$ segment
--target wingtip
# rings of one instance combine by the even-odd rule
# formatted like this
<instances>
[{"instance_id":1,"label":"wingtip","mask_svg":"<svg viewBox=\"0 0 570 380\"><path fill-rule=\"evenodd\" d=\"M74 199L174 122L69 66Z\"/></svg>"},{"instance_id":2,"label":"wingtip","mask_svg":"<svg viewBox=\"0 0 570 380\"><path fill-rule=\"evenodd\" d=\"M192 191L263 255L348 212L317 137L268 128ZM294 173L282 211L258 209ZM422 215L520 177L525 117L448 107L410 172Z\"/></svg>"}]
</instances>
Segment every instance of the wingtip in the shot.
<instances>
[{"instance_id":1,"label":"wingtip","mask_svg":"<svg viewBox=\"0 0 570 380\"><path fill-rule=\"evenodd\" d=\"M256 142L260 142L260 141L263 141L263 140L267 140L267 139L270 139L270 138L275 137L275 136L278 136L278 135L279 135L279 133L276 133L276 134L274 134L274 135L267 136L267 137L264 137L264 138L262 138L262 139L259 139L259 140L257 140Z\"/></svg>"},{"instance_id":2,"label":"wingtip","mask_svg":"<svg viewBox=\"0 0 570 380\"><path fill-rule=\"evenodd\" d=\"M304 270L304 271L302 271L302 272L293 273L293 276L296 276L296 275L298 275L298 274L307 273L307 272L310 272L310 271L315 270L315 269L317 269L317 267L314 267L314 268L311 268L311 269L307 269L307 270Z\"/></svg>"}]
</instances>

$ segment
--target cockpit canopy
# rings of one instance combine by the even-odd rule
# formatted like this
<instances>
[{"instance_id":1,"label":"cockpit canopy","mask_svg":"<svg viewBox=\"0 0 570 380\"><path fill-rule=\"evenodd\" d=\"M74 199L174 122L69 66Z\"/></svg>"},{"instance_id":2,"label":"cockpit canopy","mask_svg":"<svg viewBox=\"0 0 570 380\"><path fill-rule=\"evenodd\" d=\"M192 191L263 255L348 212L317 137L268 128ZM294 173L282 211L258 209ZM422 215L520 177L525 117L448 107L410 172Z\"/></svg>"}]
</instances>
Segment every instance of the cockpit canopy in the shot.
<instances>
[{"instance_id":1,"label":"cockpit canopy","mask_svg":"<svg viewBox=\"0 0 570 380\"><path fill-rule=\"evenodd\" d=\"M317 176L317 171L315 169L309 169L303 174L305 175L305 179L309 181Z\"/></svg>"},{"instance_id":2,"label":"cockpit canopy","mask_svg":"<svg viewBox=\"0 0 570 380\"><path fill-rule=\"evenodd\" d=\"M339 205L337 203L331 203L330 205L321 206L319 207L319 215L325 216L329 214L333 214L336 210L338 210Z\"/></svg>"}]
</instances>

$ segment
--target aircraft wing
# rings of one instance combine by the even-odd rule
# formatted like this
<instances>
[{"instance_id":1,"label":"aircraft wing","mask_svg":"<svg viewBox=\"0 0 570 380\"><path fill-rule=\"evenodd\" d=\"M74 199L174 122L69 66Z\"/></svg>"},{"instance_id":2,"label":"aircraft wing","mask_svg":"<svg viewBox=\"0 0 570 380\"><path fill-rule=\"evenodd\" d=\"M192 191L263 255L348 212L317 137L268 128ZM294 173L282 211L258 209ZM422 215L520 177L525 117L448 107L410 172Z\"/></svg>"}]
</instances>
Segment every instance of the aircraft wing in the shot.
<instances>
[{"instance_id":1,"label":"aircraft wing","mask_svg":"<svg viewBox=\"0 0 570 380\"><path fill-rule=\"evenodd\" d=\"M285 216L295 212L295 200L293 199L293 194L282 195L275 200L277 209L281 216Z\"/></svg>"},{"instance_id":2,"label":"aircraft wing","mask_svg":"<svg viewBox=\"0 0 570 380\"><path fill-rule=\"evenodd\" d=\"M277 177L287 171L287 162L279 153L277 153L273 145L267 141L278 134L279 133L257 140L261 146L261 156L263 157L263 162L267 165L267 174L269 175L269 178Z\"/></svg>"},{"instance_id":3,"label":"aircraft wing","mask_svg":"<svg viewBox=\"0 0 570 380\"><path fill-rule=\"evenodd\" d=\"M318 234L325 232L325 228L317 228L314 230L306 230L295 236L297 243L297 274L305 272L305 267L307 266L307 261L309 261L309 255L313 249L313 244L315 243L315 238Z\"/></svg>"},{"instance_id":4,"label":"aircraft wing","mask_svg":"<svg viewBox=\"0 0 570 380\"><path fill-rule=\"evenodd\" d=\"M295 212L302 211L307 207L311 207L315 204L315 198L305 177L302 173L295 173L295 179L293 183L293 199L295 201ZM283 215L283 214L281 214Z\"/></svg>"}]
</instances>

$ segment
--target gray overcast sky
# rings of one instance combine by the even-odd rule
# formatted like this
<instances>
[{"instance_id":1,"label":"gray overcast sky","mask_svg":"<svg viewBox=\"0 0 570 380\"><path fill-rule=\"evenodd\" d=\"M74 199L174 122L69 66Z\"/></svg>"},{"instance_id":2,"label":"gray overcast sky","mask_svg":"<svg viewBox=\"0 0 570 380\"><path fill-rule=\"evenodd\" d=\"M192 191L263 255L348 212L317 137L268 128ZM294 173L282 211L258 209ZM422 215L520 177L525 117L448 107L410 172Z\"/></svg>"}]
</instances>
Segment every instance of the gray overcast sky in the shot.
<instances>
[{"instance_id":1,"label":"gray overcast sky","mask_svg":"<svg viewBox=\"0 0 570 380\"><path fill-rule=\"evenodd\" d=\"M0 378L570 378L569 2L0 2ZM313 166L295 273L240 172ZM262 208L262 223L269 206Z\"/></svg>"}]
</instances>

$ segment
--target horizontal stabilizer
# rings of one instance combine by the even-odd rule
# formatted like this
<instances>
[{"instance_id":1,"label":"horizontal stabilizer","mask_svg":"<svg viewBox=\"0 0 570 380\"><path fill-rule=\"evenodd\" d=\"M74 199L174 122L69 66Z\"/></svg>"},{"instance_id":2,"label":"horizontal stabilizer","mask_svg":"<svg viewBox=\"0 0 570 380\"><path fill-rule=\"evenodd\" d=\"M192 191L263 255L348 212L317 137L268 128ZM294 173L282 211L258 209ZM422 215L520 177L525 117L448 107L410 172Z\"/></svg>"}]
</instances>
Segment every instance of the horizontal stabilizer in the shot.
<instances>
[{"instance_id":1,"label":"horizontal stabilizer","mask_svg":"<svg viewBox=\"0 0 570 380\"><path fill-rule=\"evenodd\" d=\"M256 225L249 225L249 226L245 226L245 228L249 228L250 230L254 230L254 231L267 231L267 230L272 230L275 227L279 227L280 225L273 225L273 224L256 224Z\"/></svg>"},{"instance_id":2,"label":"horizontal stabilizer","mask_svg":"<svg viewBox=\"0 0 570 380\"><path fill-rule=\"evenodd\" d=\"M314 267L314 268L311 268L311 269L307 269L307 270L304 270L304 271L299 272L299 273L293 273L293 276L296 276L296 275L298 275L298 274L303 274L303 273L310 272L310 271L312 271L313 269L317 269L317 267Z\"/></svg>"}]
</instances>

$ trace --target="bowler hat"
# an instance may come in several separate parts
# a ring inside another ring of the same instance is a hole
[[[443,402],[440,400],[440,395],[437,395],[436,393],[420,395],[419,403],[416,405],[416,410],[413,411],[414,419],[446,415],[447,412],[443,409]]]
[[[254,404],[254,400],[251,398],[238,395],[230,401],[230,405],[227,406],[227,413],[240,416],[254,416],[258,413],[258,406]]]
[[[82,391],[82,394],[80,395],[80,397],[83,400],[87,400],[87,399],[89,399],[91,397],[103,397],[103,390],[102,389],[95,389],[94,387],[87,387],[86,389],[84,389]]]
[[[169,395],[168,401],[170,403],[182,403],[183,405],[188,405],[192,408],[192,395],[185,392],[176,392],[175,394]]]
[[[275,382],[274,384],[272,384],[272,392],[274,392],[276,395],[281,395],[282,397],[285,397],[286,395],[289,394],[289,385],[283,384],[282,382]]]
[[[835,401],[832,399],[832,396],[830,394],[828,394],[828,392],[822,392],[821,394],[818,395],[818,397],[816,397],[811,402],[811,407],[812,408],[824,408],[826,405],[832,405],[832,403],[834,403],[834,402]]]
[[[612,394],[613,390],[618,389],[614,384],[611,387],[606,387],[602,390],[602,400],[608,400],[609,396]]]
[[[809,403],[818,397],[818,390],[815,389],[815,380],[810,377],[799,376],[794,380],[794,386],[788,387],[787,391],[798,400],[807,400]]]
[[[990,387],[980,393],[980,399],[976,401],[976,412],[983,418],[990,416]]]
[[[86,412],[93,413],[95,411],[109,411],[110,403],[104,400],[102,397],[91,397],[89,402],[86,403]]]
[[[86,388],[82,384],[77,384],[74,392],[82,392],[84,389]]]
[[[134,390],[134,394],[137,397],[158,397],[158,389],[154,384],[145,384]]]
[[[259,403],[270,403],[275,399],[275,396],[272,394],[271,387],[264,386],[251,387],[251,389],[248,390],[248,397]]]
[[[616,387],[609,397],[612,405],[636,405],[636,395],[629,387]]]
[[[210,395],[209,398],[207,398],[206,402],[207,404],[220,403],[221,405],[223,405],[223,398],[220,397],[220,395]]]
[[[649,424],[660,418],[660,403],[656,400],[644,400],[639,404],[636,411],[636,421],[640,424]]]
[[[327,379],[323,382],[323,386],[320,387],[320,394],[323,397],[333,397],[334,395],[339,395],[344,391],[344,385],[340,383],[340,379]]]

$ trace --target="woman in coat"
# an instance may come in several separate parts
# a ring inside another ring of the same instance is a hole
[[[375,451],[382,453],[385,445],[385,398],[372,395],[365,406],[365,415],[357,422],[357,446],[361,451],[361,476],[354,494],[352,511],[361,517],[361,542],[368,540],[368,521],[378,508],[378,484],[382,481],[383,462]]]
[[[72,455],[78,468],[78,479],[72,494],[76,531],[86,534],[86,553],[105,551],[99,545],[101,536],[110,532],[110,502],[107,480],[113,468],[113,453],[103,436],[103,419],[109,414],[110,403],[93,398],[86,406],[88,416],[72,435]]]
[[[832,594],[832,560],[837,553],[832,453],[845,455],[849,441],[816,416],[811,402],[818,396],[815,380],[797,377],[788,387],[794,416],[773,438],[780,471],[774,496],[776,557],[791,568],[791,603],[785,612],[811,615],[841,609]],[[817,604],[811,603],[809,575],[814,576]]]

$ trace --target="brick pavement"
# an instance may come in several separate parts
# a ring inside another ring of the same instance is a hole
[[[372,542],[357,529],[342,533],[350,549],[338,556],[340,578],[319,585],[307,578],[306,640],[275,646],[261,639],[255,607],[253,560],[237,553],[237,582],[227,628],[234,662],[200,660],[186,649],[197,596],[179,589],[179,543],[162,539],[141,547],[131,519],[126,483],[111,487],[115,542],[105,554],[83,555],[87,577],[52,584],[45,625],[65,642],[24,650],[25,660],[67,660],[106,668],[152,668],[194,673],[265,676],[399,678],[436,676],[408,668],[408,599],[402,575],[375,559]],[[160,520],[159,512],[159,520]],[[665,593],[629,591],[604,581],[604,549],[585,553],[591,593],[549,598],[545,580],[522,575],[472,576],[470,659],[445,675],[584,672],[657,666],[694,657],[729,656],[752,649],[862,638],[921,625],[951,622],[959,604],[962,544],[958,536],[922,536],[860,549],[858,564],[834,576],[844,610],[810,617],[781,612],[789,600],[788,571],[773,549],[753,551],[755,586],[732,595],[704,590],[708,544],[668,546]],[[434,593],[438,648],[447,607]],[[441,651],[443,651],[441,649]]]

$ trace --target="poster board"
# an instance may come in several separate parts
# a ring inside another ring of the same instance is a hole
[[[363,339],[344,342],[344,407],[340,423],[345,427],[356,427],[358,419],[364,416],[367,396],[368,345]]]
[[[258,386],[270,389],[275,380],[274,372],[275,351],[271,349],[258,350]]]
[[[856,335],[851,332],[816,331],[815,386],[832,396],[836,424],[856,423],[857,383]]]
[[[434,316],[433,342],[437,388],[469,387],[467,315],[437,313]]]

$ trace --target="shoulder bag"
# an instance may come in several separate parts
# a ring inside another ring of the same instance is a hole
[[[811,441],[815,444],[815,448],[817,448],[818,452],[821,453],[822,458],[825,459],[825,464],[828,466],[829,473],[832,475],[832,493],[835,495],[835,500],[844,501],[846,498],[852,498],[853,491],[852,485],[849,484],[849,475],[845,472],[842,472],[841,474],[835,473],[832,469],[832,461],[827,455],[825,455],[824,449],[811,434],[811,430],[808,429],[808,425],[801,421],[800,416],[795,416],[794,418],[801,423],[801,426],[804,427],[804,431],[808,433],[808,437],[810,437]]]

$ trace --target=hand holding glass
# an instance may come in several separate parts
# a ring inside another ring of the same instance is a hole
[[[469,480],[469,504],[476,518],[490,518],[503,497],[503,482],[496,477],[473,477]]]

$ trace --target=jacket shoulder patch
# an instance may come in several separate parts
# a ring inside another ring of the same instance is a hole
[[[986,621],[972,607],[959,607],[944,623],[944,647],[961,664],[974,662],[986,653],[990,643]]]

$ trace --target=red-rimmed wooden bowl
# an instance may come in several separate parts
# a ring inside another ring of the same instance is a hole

====

Word for word, restate the lines running from the one containing "--target=red-rimmed wooden bowl" through the final line of the records above, and nothing besides.

$ trace --target=red-rimmed wooden bowl
# an instance may come in several separate parts
# a ring inside another ring of the same instance is a hole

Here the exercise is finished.